**** Rows ****

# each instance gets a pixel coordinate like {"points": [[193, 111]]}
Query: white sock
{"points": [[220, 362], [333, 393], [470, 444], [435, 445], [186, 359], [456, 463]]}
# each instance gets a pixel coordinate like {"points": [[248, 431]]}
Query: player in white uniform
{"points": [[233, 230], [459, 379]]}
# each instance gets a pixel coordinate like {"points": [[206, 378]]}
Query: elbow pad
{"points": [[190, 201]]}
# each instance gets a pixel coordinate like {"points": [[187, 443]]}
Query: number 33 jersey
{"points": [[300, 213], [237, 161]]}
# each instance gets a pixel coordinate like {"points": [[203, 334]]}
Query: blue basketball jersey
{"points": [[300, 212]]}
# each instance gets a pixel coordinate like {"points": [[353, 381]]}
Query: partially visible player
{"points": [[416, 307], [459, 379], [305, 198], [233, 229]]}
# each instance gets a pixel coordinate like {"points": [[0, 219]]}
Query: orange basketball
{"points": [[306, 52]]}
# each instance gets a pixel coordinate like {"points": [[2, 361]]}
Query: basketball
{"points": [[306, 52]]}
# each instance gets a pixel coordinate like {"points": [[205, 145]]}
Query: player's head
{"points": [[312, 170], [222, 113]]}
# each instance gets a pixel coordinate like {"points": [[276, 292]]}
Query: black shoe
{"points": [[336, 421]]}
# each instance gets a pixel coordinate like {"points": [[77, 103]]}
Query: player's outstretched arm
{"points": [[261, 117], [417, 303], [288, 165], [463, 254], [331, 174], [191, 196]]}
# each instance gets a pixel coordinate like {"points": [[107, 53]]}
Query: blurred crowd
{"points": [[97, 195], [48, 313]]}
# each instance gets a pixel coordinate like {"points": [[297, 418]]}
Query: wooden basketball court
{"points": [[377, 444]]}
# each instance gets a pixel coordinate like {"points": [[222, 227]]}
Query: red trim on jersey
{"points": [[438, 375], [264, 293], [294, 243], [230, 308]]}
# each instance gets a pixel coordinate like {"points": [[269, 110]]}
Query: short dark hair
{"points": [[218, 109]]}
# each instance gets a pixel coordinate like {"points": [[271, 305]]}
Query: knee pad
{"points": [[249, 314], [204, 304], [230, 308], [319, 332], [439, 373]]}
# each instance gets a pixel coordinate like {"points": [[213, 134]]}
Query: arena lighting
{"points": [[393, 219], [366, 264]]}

****

▶ Short problem:
Pick out each line in the rows above that contains the string "white". Case counts.

▶ Answer for the task:
Query: white sock
Query: player in white uniform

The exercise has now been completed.